** START OF MATERIAL **

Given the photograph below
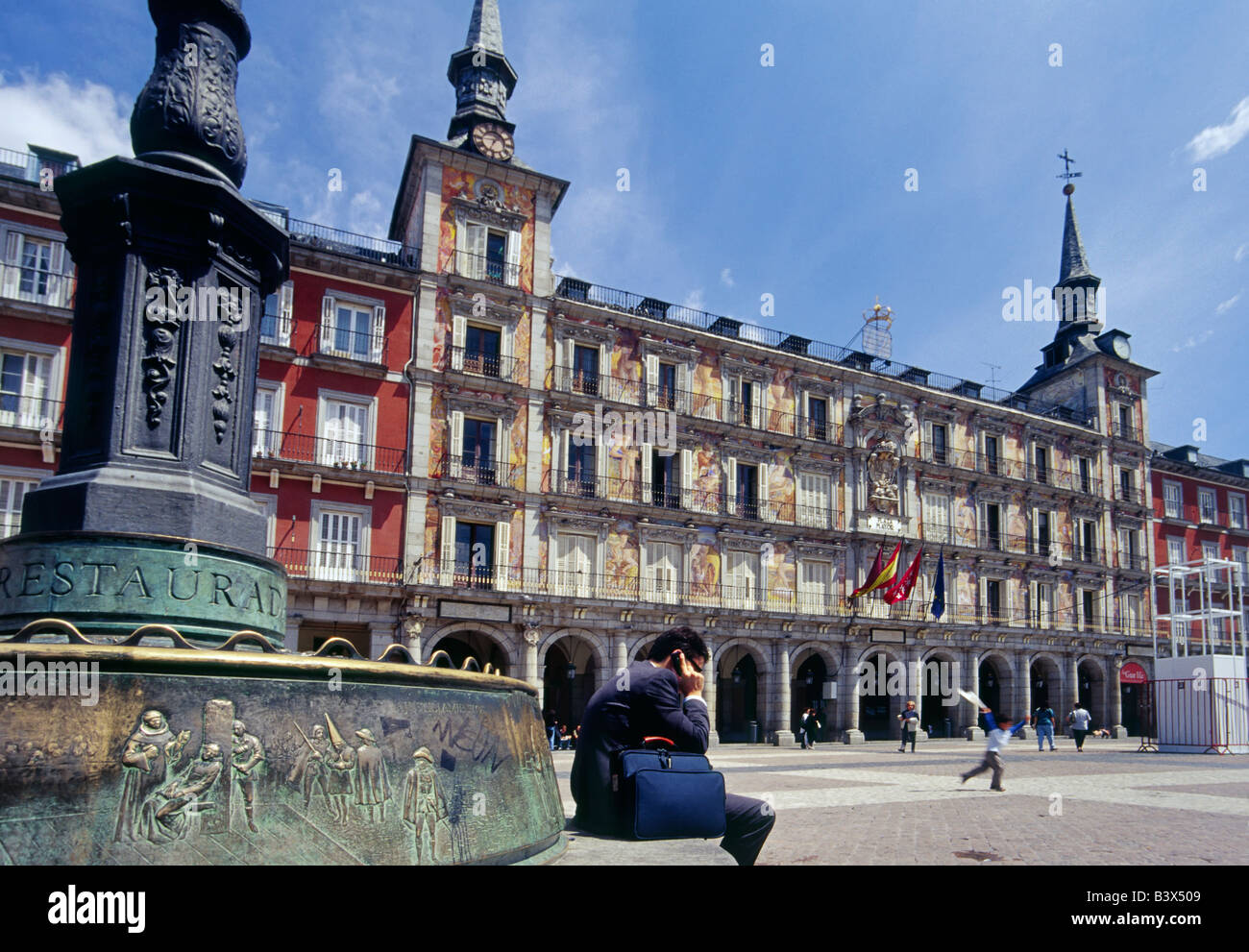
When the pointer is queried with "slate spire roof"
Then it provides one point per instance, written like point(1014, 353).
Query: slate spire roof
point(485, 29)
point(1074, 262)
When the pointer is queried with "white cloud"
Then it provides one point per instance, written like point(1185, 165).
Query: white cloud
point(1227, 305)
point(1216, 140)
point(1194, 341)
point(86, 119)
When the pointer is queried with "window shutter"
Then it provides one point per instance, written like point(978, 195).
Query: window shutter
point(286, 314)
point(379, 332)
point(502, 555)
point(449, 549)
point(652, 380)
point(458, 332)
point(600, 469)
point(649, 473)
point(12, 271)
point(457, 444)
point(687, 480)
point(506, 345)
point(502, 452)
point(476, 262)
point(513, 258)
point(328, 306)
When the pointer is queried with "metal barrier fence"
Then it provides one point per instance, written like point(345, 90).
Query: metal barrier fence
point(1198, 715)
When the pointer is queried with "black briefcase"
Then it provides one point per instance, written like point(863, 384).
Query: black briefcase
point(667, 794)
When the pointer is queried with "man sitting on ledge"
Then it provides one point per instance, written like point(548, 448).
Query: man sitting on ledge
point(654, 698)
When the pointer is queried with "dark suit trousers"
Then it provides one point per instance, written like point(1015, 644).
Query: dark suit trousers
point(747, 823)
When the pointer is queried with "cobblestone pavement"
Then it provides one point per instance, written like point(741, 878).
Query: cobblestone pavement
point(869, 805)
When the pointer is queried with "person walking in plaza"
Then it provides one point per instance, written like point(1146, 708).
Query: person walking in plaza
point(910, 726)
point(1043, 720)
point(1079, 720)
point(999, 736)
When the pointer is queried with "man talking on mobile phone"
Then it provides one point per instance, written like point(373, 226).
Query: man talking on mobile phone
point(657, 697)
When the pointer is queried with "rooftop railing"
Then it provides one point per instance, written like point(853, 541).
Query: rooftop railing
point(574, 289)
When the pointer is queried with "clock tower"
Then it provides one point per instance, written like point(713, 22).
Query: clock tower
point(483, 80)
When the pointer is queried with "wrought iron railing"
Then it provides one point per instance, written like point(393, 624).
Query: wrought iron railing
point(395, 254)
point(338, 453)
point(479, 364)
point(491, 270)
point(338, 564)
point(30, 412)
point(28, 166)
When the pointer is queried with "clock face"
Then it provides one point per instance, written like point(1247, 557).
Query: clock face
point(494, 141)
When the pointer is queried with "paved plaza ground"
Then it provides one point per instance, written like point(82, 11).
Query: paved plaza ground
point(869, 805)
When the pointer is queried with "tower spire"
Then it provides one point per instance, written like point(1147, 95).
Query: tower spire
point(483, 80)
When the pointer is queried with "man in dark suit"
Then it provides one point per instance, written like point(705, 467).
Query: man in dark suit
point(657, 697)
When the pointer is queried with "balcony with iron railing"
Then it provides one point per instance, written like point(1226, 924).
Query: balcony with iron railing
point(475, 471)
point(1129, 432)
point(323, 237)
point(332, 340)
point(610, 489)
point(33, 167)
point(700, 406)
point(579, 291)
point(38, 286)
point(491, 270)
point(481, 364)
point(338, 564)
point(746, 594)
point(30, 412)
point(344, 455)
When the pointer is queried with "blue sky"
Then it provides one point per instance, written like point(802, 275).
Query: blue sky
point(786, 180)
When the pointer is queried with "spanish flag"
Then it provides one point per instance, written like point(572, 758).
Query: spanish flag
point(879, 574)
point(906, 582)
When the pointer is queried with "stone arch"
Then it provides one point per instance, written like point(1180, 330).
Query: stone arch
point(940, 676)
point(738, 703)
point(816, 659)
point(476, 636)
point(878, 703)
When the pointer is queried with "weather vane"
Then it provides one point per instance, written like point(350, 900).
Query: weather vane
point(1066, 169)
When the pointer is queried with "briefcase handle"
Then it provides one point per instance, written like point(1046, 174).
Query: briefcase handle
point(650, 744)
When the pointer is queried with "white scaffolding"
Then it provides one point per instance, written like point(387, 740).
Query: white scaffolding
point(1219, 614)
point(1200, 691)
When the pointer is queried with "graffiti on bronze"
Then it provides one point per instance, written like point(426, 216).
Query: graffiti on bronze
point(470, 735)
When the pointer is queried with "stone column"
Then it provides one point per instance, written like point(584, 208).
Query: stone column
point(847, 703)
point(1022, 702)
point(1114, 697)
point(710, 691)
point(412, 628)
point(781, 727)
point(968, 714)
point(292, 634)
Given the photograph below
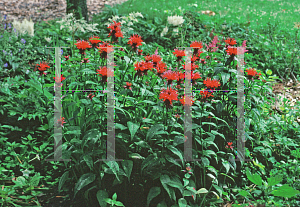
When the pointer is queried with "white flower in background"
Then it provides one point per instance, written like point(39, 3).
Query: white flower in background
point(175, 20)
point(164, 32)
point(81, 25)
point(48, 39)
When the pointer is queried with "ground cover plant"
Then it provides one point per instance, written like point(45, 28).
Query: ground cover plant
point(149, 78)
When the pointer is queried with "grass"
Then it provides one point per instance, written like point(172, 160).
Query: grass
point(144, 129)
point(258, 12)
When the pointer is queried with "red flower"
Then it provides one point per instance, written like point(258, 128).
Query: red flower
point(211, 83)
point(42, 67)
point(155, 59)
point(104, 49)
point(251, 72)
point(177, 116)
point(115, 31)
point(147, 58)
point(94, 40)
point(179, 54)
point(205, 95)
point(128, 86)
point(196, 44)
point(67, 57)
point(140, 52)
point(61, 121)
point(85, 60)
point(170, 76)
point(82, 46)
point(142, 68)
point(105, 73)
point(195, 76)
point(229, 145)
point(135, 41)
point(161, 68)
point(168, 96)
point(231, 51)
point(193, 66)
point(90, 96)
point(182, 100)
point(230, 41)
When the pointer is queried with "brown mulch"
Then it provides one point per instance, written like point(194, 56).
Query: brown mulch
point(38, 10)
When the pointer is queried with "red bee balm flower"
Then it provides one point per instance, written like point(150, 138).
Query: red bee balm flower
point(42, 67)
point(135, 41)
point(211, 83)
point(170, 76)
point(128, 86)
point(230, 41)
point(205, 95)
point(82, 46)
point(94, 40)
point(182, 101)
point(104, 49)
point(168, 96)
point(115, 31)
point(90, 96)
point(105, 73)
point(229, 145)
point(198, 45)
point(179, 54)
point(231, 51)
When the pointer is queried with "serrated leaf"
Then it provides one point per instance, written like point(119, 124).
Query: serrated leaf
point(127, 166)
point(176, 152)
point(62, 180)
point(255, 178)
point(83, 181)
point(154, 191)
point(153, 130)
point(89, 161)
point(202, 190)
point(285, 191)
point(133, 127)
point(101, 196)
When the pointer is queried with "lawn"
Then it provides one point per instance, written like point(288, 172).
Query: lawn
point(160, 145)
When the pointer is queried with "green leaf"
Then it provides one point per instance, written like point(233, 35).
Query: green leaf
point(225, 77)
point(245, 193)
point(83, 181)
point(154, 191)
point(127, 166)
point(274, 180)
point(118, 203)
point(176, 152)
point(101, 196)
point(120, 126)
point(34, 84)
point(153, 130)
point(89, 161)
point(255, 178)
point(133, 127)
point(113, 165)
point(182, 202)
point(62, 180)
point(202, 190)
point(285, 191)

** END OF MATERIAL **

WORK TO DO:
Reproduce every line of the data, from its first line down to and including the line containing "point(667, 794)", and add 38 to each coordinate in the answer points. Leave the pictures out.

EXERCISE OUTPUT:
Given the photograph below
When the pointer is queried with "slate spire roof"
Then it provides one point per instance, written like point(1014, 353).
Query: slate spire roof
point(523, 67)
point(1112, 300)
When the pointer is queried with "white cloud"
Then it provides one point per instance, written like point(1185, 165).
Query: white cloud
point(1265, 343)
point(1254, 178)
point(1232, 379)
point(124, 157)
When the pointer is queried with "window shutter"
Then it provides one point per instance, written like point(978, 195).
Query: window shutter
point(324, 352)
point(417, 370)
point(540, 593)
point(487, 587)
point(690, 418)
point(496, 370)
point(638, 507)
point(687, 511)
point(50, 309)
point(495, 482)
point(725, 518)
point(544, 383)
point(540, 490)
point(514, 300)
point(551, 296)
point(366, 344)
When the pointer is queried with "metal barrier fence"
Then it provides one point per instance, written like point(345, 90).
Query: metal barrier fence
point(1236, 753)
When the pointer is queried with "black briefcase"
Then it provides one point per instance, written like point(863, 384).
Query: black briefcase
point(705, 832)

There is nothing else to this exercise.